DATASET EXCERPTS:
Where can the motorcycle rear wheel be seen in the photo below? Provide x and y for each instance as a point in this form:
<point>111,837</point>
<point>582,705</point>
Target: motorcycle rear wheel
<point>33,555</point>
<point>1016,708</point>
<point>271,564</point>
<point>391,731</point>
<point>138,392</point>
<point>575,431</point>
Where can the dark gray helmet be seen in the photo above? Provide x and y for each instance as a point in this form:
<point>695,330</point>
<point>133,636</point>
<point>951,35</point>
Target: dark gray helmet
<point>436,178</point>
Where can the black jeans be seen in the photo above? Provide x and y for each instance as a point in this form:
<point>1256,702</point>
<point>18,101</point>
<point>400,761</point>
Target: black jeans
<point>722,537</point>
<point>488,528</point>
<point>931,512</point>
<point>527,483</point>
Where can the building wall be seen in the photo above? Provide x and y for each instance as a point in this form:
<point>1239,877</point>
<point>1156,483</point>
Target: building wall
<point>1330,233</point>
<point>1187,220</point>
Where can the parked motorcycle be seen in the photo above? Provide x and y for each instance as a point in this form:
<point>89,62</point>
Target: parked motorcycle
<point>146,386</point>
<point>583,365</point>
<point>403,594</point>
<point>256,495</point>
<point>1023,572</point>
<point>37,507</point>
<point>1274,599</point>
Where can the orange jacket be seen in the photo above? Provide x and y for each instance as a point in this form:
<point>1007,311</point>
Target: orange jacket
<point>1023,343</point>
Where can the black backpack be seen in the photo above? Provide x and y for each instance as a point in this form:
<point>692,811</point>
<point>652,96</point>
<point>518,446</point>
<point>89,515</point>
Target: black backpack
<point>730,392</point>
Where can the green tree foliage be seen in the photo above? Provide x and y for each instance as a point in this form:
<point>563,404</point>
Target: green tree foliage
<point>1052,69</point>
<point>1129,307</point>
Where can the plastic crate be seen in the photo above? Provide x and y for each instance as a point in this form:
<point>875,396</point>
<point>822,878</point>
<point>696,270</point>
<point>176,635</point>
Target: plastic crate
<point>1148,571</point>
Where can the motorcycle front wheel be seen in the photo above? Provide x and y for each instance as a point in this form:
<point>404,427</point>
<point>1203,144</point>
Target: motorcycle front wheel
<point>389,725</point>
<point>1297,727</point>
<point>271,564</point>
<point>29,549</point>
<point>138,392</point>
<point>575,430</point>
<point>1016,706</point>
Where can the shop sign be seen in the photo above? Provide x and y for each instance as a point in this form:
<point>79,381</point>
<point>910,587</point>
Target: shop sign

WHAT YOU NEED TO DO:
Reproduce the data above, substituting "dark blue jeans" for each occurrence of "black jeans" and leaving everything else unchanged.

THE RESPONSE:
Where can the motorcycle rear wheel be seen in the photo below? Provide x and y for each instance as a point in this form:
<point>111,837</point>
<point>582,705</point>
Target: motorcycle rear wheel
<point>33,555</point>
<point>1016,708</point>
<point>271,564</point>
<point>391,731</point>
<point>138,392</point>
<point>575,431</point>
Where can the dark gray helmet be seen in the photo above? Provide x and y for each instance as a point in this form:
<point>695,330</point>
<point>133,636</point>
<point>951,35</point>
Target: dark gray helmet
<point>436,178</point>
Where can the dark blue jeans be seen in the photo above? Provide x and y for each instance as a point in this form:
<point>1256,702</point>
<point>18,101</point>
<point>400,761</point>
Target: dark blue jeans
<point>722,537</point>
<point>488,528</point>
<point>931,512</point>
<point>527,483</point>
Where can the building wall be seen in the photo above? Provide x and y for each instance as a point in this form:
<point>1239,877</point>
<point>1156,483</point>
Target: building wall
<point>1330,233</point>
<point>1187,220</point>
Where can the parked motorcycle be seen in the photo above? Provide x and y for each instance as a point in this form:
<point>89,62</point>
Target: parked motorcycle
<point>146,386</point>
<point>583,365</point>
<point>403,594</point>
<point>256,495</point>
<point>1023,572</point>
<point>37,507</point>
<point>1274,599</point>
Where can the orange jacket be seen in the photo above? Provide x and y for each instance as a point in this form:
<point>1007,311</point>
Target: orange jacket
<point>1023,343</point>
Where can the black backpack be seen in the photo above? Provide x and y for each instance as a point in this form:
<point>692,811</point>
<point>652,96</point>
<point>518,446</point>
<point>89,515</point>
Target: black backpack
<point>730,392</point>
Where can the green tree foliage be seen in the photo above? Provide x and y for each instance as a point in this form:
<point>563,404</point>
Target: green tree foliage
<point>1052,69</point>
<point>1129,307</point>
Where can the plastic crate be seen in the photo above? Provide x and y for each instance as a point in this form:
<point>875,396</point>
<point>822,878</point>
<point>696,270</point>
<point>176,635</point>
Target: plastic crate
<point>1148,571</point>
Where can the motorcycle front wheel be seen in the photo above? Provide x and y for each instance as a point in this form:
<point>404,427</point>
<point>1203,144</point>
Target: motorcycle front wheel
<point>389,725</point>
<point>1297,727</point>
<point>271,564</point>
<point>29,549</point>
<point>138,392</point>
<point>575,430</point>
<point>1016,706</point>
Where can the shop sign be seen in the photo above? Provide x and y for each instance as a point in this form:
<point>79,381</point>
<point>910,587</point>
Target: shop sign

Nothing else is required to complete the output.